*What you are asked to do*. Please copy the listing below word for word, with the pictures left out.

*Listed entries*.
════════════════════

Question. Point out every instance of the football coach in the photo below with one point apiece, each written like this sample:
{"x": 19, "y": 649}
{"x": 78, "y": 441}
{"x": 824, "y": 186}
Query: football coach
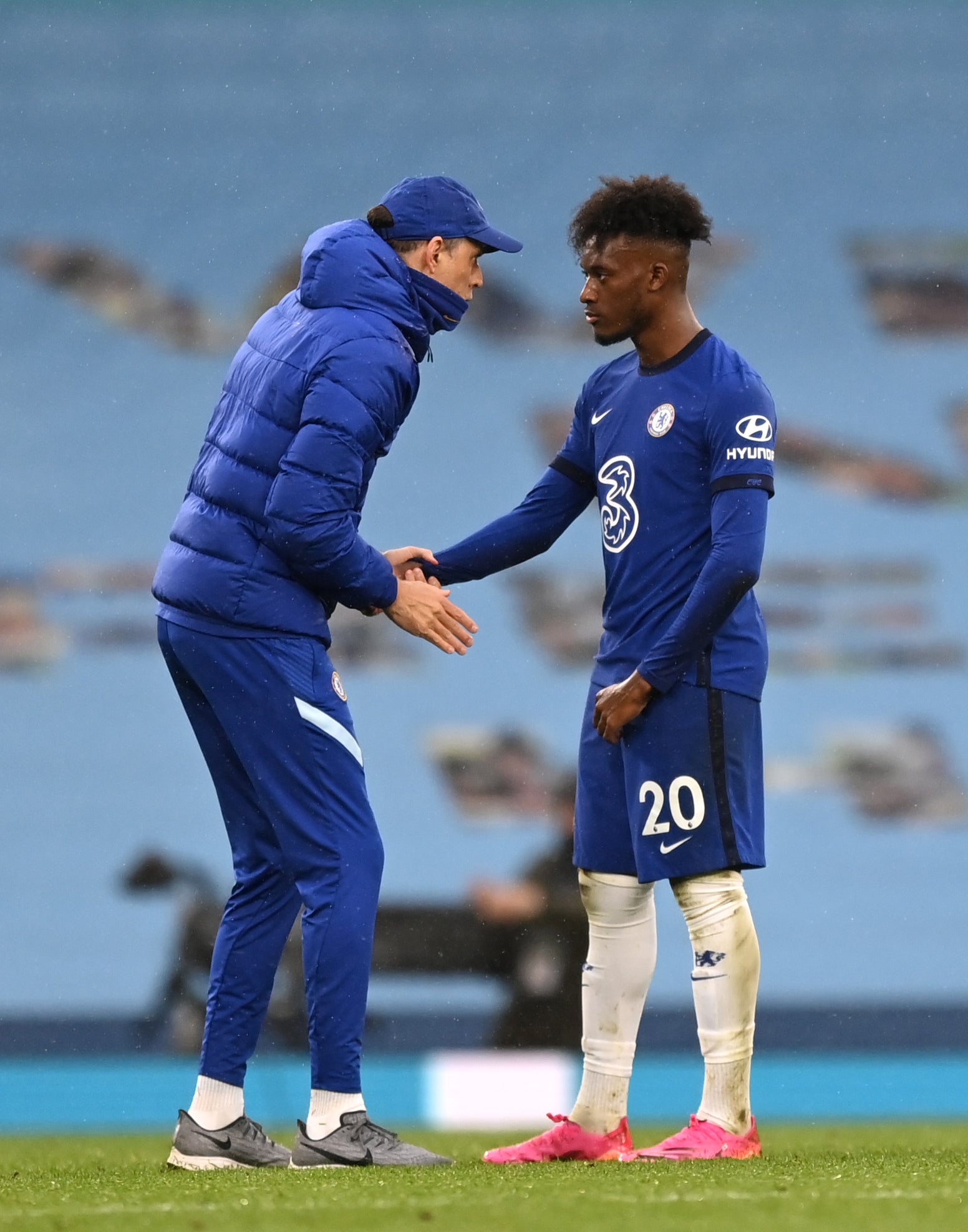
{"x": 264, "y": 547}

════════════════════

*Right answer*.
Question. Point out every instance of the football coach in the photo below with one point apiece, each written like this sample:
{"x": 19, "y": 649}
{"x": 78, "y": 441}
{"x": 824, "y": 186}
Query: football coach
{"x": 264, "y": 547}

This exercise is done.